__O que fazer__
1. Altere um trecho do texto: comece nas palavras "Nosso país está" e pare depois de "está mais unido.". Transcreva esse trecho trocando "capitão" por "líder".
2. De acordo com o texto, quantas vidas foram perdidas no mundo todo até agora?
3. Indique se cada afirmação concorda com o texto, respondendo sim ou não e citando as palavras do texto que decidem a resposta.
(a) O capitão do time vai para a balada na véspera do jogo decisivo.
(b) Na quarta vez, o técnico afirma que o time continua unido.
(c) O substituto do técnico vai jogar com o mesmo esquema.

Nosso país está como um time na luta contra o rebaixamento em meio a uma crise de bastidores que repercute todos os dias na imprensa e dificulta as chances de recuperação.

Na véspera do jogo decisivo, o capitão do time vai para a balada (padaria) e enche a cara (limpa o nariz e cumprimenta idosos). O técnico é quem tem que dar as explicações. Na primeira, na segunda ou na terceira vez, ele vai dizer o padrão, que o time está unido, todos contra o mesmo adversário (coronavírus) em busca dos três pontos (sobreviver). Só que na quarta vez ele fala a verdade. O time não está mais unido.

O técnico já tinha caído antes de cair - Ueslei Marcelino - 15.abr.20/Reuters

Na imprensa, as manchetes estampam a crise, os pontos (vidas) perdidos, o caos se instaurando, enquanto os bastidores pegam fogo. Um tenta discutir a estratégia para vencer a próxima partida, o outro quer atenção.

No fim, o técnico já tinha caído antes de efetivamente cair, e o substituto, claro, vai jogar com outro esquema. Vai seguir as ordens do capitão e respeitar a “hierarquia”. E segue o jogo até o adversário nos lembrar que subestimá-lo é uma ousadia que custa caro. Outros fizeram isso e foram surpreendidos pela velocidade de ataque dele, que, em tão pouco tempo, já disparou no placar nos impondo 140 mil derrotas. Foram 140 mil vidas perdidas no mundo todo até agora.

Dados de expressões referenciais
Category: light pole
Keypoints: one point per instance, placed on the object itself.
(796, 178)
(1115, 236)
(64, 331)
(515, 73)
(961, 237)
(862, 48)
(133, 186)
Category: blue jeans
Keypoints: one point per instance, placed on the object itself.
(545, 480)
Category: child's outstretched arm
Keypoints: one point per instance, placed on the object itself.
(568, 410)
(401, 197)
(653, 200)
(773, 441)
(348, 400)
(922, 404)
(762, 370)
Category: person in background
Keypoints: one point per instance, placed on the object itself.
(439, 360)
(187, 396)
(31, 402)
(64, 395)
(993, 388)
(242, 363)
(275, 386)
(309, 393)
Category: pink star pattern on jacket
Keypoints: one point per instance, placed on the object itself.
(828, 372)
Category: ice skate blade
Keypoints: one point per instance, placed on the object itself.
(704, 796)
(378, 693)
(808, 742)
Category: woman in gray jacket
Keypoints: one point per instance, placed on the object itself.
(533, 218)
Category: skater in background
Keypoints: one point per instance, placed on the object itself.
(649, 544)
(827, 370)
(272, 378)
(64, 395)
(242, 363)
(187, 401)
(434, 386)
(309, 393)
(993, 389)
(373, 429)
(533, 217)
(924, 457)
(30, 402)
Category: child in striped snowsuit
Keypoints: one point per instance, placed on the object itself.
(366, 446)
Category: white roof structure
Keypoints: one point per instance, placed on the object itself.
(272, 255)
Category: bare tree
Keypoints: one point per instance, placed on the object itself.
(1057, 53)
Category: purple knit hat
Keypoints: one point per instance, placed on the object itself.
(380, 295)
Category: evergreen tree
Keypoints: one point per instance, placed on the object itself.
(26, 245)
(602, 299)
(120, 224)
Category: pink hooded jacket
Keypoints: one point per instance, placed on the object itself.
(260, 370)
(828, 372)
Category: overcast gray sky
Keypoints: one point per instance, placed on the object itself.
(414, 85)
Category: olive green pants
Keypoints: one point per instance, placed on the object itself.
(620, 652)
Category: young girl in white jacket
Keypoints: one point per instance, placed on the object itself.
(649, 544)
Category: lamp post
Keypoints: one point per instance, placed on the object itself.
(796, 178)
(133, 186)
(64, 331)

__Respostas das atividades__
1.
Nosso país está como um time na luta contra o rebaixamento em meio a uma crise de bastidores que repercute todos os dias na imprensa e dificulta as chances de recuperação.

Na véspera do jogo decisivo, o líder do time vai para a balada (padaria) e enche a cara (limpa o nariz e cumprimenta idosos). O técnico é quem tem que dar as explicações. Na primeira, na segunda ou na terceira vez, ele vai dizer o padrão, que o time está unido, todos contra o mesmo adversário (coronavírus) em busca dos três pontos (sobreviver). Só que na quarta vez ele fala a verdade. O time não está mais unido.

2. Foram 140 mil vidas perdidas.

3.
(a) Sim: "Na véspera do jogo decisivo, o capitão do time vai para a balada".
(b) Não: "Só que na quarta vez ele fala a verdade. O time não está mais unido."
(c) Não: "o substituto, claro, vai jogar com outro esquema".